TASK OBJECTIVE: An exact copy of every record is needed, with all pictures omitted.
[INFORMATION SUPPLIED Boundary: Start]
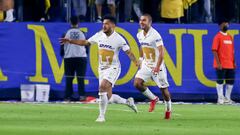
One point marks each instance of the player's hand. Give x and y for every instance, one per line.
x=64, y=41
x=139, y=63
x=155, y=70
x=219, y=67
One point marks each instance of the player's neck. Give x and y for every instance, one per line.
x=109, y=33
x=74, y=26
x=146, y=30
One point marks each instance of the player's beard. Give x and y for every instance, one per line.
x=108, y=32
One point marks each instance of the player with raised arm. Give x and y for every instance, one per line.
x=109, y=44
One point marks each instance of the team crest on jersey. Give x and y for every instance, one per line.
x=144, y=44
x=106, y=46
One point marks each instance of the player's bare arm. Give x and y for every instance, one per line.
x=76, y=42
x=160, y=59
x=132, y=57
x=217, y=59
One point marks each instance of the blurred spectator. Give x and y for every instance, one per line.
x=75, y=61
x=6, y=10
x=225, y=9
x=80, y=8
x=224, y=62
x=171, y=10
x=207, y=11
x=152, y=7
x=111, y=5
x=129, y=4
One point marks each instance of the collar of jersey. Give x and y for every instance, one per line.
x=110, y=35
x=225, y=34
x=148, y=34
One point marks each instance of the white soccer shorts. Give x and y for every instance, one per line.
x=145, y=73
x=111, y=74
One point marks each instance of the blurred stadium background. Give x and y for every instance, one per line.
x=30, y=55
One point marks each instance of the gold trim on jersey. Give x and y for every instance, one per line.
x=149, y=54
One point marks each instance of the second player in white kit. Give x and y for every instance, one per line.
x=152, y=52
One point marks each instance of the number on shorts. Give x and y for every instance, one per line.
x=106, y=56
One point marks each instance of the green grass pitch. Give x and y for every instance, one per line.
x=79, y=119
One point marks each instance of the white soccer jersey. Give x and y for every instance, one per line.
x=108, y=48
x=149, y=44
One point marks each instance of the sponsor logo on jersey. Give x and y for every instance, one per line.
x=144, y=44
x=106, y=46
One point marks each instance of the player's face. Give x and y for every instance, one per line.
x=144, y=22
x=224, y=26
x=108, y=26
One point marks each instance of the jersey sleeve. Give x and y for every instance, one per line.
x=81, y=36
x=124, y=44
x=94, y=38
x=158, y=40
x=215, y=44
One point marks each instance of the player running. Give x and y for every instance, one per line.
x=109, y=44
x=152, y=52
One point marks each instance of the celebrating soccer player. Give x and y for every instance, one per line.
x=109, y=44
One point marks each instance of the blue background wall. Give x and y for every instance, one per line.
x=32, y=49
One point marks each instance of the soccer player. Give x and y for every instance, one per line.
x=224, y=62
x=152, y=52
x=109, y=44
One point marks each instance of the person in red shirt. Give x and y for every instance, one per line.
x=224, y=62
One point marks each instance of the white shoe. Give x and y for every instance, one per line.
x=130, y=104
x=100, y=119
x=228, y=101
x=220, y=100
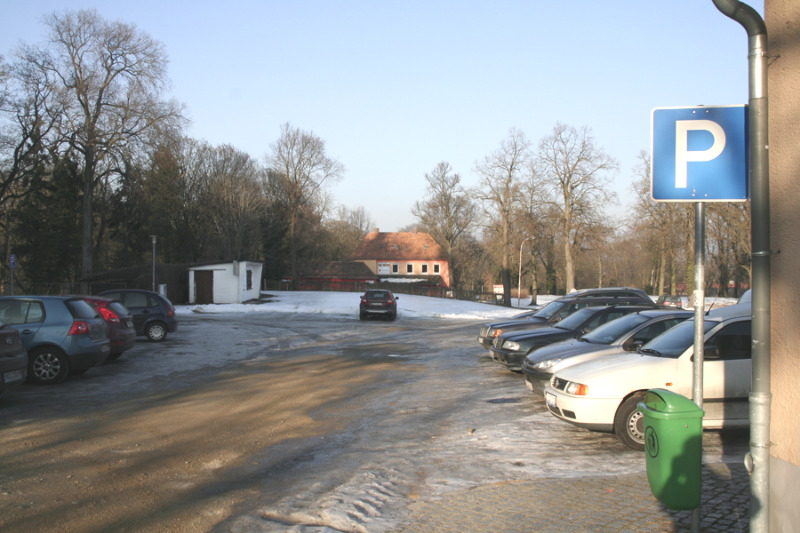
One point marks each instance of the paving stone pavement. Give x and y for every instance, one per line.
x=621, y=503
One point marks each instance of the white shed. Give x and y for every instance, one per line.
[INFORMATION SUPPLIED Boundary: End]
THE COMPLETED TASK:
One point marks each instance of the player's hand. Give x and y for every instance, one per line.
x=64, y=41
x=139, y=63
x=155, y=70
x=219, y=67
One point marks each instance of the player's neck. Give x and y for every instance, one per line.
x=109, y=33
x=74, y=26
x=146, y=30
One point marks each instance of the player's beard. Give x and y for every instance, one per line.
x=108, y=32
One point marks each instance of the player with raised arm. Give x and y for every instance, one per line.
x=109, y=44
One point marks each instance of the team crest on jersey. Give x and y for every instance, one per line.
x=144, y=44
x=106, y=46
One point marks each instance of the player's bare arm. Give x and y for every instance, one per line.
x=76, y=42
x=160, y=59
x=132, y=57
x=217, y=59
One point marks each instance of the blurred spectator. Give x and y for every instance, one per line.
x=75, y=61
x=6, y=10
x=225, y=9
x=80, y=8
x=224, y=62
x=171, y=10
x=207, y=11
x=152, y=7
x=111, y=5
x=129, y=4
One point marks each instance of the collar of jersey. Give x and y for every instance, one per line.
x=110, y=35
x=225, y=34
x=148, y=34
One point marks each instance of the white soccer shorts. Give x and y for every instance, one per line.
x=145, y=73
x=111, y=74
One point marks each instance of the blurred stadium background. Give x and y for every instance, one per line.
x=30, y=55
One point marks each instance of the gold trim on jersey. Give x and y for every instance, one per line.
x=149, y=54
One point marks each instance of the second player in white kit. Give x and y for every instance, one per line.
x=152, y=52
One point marks each instance of the number on shorts. Give x and y for every instance, one per line.
x=106, y=56
One point marks each instance of the green grass pitch. Give x and y for every instance, one per line.
x=79, y=119
One point marks each instance of the white soccer jersey. Give x and y for every instance, one per line.
x=108, y=48
x=149, y=44
One point marks each instance of the sponsor logo on jersey. Give x and y for every instance, one per line.
x=144, y=44
x=106, y=46
One point marks each instance of the player's face. Give x and y for every instance, one per line.
x=144, y=22
x=224, y=26
x=108, y=26
One point marks each instance of the jersey sleeve. Give x and y for every instance, one per line.
x=81, y=36
x=124, y=44
x=94, y=38
x=158, y=40
x=215, y=44
One point marks each instance of the player running. Give x and y for every instance, one per line.
x=109, y=44
x=152, y=52
One point marks each instance of the celebrating soccer player. Give x and y for every instance, one per line.
x=109, y=44
One point marks each instance of the blue background wall. Give x and y for every instance, one per line.
x=32, y=49
One point marks each instance of the soccer player. Give x and y for every instance, one per line.
x=224, y=62
x=152, y=52
x=109, y=44
One point marks each instance of the person in red shirt. Give x and y for every instance, one per line.
x=224, y=62
One point marks each instance of the white shoe. Give x and y for every instance, one per line.
x=130, y=104
x=100, y=119
x=228, y=101
x=220, y=100
One point marks each instance of the paving stone pavement. Give x and y for every instance, one per line.
x=621, y=503
One point marks each instance of the white shed. Give x and y for every instance, one per line.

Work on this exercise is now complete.